**TASK PROMPT:** Repeat exactly, and only, the lines from the one containing "Tag the shimmering" through the end of the records.

---*---

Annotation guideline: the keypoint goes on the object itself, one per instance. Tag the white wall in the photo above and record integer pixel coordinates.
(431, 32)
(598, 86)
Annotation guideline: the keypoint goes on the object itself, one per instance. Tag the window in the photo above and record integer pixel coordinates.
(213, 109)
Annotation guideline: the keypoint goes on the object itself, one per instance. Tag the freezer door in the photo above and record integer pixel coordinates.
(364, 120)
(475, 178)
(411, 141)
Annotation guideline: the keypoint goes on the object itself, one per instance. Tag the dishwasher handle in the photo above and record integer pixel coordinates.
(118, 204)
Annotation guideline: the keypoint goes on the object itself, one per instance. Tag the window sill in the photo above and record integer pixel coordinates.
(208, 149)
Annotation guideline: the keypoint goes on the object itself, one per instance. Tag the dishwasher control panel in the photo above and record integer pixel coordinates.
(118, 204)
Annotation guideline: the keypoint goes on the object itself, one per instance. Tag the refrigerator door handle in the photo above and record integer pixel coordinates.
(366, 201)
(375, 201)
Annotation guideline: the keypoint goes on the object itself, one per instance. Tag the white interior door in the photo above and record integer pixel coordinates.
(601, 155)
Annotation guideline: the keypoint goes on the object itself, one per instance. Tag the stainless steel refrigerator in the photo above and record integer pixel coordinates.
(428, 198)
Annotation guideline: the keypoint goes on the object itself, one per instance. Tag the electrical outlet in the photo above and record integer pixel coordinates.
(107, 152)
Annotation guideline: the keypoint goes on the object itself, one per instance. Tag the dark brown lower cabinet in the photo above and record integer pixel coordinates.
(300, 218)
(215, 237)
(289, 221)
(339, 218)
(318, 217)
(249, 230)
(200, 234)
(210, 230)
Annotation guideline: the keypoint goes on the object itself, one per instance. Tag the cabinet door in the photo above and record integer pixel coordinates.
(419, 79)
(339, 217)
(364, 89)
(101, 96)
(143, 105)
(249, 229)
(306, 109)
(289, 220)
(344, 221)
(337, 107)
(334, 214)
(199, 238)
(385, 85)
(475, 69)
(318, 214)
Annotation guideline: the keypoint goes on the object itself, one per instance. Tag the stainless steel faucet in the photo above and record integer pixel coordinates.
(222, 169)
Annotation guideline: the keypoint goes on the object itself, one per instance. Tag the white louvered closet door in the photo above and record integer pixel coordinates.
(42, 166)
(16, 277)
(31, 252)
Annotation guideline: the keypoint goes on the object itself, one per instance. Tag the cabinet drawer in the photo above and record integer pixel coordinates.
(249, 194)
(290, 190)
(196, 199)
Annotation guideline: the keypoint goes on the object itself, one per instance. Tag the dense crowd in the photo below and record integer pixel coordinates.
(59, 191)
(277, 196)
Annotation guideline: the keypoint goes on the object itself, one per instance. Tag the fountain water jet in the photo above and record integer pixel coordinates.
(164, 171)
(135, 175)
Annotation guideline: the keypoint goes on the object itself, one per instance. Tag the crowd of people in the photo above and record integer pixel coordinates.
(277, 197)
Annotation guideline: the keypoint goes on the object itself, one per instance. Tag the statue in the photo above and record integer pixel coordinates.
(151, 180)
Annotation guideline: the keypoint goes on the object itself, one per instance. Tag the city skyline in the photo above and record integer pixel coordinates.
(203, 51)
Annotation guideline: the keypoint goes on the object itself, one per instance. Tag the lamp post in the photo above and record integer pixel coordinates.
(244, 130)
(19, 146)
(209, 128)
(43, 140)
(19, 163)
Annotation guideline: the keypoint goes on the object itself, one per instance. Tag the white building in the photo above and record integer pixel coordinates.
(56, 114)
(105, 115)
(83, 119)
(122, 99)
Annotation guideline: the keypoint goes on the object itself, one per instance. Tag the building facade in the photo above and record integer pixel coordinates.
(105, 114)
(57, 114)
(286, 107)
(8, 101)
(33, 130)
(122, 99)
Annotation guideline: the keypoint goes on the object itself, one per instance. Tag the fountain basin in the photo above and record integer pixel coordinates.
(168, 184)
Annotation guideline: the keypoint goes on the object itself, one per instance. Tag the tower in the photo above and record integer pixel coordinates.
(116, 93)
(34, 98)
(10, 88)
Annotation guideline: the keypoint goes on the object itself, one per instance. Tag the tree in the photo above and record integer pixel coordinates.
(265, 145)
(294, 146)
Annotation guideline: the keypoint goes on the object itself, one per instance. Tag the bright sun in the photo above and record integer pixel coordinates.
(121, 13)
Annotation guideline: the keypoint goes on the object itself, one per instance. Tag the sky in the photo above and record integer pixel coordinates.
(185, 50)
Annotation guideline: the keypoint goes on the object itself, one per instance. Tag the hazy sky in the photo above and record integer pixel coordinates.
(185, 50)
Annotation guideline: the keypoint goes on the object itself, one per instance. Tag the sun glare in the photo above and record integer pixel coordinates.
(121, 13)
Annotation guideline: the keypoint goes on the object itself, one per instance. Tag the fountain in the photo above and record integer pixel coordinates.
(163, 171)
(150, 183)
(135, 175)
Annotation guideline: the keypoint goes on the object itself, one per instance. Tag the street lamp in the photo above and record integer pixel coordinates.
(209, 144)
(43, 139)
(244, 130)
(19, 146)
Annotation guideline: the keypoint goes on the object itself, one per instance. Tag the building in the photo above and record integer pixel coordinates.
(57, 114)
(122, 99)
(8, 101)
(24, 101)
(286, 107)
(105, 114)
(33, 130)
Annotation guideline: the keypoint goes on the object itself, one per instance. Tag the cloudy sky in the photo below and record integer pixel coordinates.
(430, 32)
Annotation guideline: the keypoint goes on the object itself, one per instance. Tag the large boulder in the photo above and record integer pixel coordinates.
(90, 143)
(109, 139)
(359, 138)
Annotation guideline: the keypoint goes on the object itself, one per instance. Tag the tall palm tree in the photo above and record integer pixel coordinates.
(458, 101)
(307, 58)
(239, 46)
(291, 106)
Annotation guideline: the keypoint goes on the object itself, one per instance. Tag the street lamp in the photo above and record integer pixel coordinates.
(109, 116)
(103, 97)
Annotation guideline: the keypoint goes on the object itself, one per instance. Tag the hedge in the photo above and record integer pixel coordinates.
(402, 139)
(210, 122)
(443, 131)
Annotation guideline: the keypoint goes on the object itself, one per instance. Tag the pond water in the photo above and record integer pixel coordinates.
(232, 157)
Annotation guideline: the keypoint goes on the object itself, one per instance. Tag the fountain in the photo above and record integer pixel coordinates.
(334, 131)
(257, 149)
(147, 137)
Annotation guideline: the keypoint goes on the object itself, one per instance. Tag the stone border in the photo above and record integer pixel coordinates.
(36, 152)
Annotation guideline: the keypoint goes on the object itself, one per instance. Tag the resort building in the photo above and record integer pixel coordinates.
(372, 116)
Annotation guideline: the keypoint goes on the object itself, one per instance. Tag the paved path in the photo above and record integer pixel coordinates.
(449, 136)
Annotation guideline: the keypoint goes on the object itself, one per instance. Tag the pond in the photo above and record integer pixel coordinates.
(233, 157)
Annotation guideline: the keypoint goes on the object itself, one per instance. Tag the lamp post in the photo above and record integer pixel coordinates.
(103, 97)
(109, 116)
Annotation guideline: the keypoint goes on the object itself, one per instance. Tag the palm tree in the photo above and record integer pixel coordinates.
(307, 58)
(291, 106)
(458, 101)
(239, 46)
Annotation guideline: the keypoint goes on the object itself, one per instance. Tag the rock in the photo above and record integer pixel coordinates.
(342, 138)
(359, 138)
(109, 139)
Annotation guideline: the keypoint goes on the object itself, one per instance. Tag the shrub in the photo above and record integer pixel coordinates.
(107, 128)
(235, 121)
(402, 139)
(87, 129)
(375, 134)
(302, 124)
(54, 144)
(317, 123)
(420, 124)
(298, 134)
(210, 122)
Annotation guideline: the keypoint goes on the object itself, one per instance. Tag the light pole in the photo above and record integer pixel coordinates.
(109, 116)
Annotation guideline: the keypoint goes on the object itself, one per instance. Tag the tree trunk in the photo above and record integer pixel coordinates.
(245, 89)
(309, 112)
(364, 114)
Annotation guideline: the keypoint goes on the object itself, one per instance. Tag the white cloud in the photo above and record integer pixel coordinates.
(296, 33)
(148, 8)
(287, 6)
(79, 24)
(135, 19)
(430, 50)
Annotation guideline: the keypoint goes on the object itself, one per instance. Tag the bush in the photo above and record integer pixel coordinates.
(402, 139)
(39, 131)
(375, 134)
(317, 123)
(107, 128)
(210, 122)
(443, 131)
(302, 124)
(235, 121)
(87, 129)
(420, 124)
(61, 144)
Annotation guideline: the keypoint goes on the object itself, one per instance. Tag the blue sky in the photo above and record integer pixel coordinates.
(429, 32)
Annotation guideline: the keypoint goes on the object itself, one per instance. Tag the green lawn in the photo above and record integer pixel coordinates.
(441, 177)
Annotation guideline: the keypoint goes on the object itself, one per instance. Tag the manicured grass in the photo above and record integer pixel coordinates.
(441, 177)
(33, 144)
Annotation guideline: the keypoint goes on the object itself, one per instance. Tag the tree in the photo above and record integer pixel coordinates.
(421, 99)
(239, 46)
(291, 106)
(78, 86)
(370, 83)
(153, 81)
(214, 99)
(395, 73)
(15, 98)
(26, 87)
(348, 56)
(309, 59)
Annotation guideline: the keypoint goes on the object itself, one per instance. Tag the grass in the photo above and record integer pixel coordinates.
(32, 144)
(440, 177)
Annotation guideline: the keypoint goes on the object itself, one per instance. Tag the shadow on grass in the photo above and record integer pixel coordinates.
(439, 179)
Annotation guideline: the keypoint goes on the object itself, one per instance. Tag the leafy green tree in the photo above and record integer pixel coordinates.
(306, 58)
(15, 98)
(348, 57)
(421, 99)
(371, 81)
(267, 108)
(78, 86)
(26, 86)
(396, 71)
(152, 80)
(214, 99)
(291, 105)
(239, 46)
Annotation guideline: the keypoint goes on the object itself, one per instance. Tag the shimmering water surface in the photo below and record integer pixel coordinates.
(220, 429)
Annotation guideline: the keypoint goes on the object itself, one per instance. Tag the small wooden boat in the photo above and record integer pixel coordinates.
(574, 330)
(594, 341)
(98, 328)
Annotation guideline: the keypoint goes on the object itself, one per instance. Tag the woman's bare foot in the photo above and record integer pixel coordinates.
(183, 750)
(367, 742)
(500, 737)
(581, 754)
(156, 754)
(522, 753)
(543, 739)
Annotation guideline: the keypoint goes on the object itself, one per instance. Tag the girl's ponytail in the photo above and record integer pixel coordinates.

---*---

**TASK RESPONSE:**
Annotation guideline: the keypoint goes on the object itself, one per instance. Tag the shimmering water surface in the photo below and record integer pixel coordinates.
(220, 429)
Annotation guideline: the keypoint goes on the object itself, one per instance. Tag the small wooden boat in the photo above and record integer pixel coordinates.
(574, 330)
(594, 341)
(98, 328)
Annotation guideline: the keypoint goes on the object itself, one per instance. Tag the woman's bare foot in the photo above and record integer pixel coordinates.
(183, 750)
(367, 742)
(500, 737)
(581, 754)
(156, 754)
(522, 753)
(543, 739)
Annotation guideline: the keypoint goes on the object itself, one per instance. Tag the girl's ponytail in the photo above and record integer pixel coordinates.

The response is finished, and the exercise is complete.